Find the line containing "locate the woman's" in the entries below. Reproduce that line and each one after it to the end, exactly, with no other lines.

- RECORDS SUPPLIED
____________________

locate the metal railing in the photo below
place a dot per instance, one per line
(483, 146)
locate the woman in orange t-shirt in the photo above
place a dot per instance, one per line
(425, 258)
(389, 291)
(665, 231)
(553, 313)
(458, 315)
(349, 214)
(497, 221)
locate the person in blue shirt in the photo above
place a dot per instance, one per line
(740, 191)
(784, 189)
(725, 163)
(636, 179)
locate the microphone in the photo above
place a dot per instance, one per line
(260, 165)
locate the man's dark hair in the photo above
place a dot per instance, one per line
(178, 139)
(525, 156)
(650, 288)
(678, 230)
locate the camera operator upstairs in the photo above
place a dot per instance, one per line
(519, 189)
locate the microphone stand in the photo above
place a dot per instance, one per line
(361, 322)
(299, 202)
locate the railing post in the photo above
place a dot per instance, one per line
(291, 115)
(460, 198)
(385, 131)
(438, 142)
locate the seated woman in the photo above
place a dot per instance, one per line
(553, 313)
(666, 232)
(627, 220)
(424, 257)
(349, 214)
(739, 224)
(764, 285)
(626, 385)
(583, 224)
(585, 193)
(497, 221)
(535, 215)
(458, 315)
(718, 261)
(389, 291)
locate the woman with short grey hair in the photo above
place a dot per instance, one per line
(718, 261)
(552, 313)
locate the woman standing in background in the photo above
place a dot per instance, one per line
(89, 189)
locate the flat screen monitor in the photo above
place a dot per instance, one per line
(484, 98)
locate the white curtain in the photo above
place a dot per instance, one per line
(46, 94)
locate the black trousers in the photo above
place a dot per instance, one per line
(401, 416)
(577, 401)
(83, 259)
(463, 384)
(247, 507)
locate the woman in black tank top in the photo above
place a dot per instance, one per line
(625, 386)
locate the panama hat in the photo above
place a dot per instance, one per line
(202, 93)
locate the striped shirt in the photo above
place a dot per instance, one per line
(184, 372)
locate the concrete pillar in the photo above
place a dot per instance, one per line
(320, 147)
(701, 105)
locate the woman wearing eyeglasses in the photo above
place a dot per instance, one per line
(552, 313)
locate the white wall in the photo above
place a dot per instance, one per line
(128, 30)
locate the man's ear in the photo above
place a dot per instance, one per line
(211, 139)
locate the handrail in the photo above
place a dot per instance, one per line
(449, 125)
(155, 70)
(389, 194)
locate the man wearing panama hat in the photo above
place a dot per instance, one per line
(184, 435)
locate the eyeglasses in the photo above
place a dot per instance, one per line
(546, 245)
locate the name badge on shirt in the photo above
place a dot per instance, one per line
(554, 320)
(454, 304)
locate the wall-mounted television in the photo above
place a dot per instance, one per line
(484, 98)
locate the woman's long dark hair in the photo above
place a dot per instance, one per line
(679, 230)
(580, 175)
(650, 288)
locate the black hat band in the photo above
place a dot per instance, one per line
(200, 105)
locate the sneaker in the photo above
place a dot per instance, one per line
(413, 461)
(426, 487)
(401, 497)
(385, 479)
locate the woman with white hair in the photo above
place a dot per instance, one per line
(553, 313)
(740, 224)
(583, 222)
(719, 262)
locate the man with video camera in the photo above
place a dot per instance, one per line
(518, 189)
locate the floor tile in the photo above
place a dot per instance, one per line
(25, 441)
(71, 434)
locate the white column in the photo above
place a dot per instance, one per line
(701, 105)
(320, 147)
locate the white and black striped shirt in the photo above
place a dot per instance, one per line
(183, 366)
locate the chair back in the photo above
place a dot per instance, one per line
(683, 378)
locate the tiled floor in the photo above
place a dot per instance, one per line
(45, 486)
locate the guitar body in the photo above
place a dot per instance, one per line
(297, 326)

____________________

- PROBLEM SOLUTION
locate the woman's long dark hair in the photo above
place a dot per instance, one per line
(679, 230)
(580, 175)
(650, 288)
locate the black hat band in the photo above
place a dot per instance, one per line
(200, 105)
locate the sneaker in the photo above
place a dot per instance, one per line
(413, 461)
(426, 487)
(401, 497)
(385, 479)
locate the woman with white hair in the photo above
place a dot per instance, one per line
(553, 313)
(740, 224)
(583, 222)
(719, 262)
locate the man with video camera in the photo above
place a dot per instance, one per line
(518, 189)
locate the floor tile in the photo above
place a dot per instance, one per line
(25, 441)
(71, 434)
locate the white column in the photo above
place a dot per instance, one per line
(701, 105)
(320, 147)
locate the white and black striped shirt in the photo above
place a dot per instance, one per line
(183, 366)
locate the chair back in the photo above
place a dot per instance, one per line
(683, 378)
locate the tiled floor in the photo above
place a dot per instance, one per line
(45, 486)
locate the guitar body in the photo above
place a dot per instance, one per line
(297, 326)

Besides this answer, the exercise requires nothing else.